═══ Provided text

SSI parser written in PHP? - php

OK, this might sound a little crazy, but bear with me here for a minute.
I'm working on a site where the standard is to use SSI to include page headers, footers, and menus. The included files use SSI conditionals to handle different browsers, some #include nesting, and some #set / #if trickery to highlight the current page in the menu. In other words, it's more than just #include directives in the SSI.
I'm sure some might argue with the aesthetics, but it actually works quite nicely, for static HTML.
Now, the problem: I'd like to just "#include" the same SSI-parsed header and footer html files from my PHP scripts, thus avoiding code duplication and still maintaining the site's uniform look. If PHP were running in the usual mod_php environment, I'd be able to do just that by using PHP's virtual() function. Unfortunately, the site is using FastCGI/suexec to run PHP (so that each VirtualHost can run as a different user), and this breaks virtual().
I've been using a fairly simple SSI parser I wrote in PHP (it handles #includes, and some really simple #if statements), but I'd like a more general solution. So, before I go nuts and write some probably-buggy, more complete SSI parser, does anyone know of a complete SSI parser written in PHP? Naturally, I'm also open to other solutions that work under the constraints I've outlined.
Thanks so much for your time.

Take a look at ESI : http://en.wikipedia.org/wiki/Edge_Side_Includes
You can create a PHP-proxy to handle them, it's the HttpCache in Symfony2 : https://github.com/fabpot/symfony/blob/master/src/Symfony/Component/HttpKernel/HttpCache/Esi.php
Or use a HTTP proxy like Varnish, more performant than Symfony2...

══════

Required work:
1. From the forum thread about an SSI parser in PHP, reproduce word for word the passage from "I'm sure some" to "this breaks virtual().".
2. Name every SSI directive that the forum thread mentions by name, written with its leading # sign.

═══ Dataset section

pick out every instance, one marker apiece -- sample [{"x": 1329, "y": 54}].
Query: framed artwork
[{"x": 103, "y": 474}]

══════

The replies:
1.
I'm sure some might argue with the aesthetics, but it actually works quite nicely, for static HTML.
Now, the problem: I'd like to just "#include" the same SSI-parsed header and footer html files from my PHP scripts, thus avoiding code duplication and still maintaining the site's uniform look. If PHP were running in the usual mod_php environment, I'd be able to do just that by using PHP's virtual() function. Unfortunately, the site is using FastCGI/suexec to run PHP (so that each VirtualHost can run as a different user), and this breaks virtual().

2.
#include
#set
#if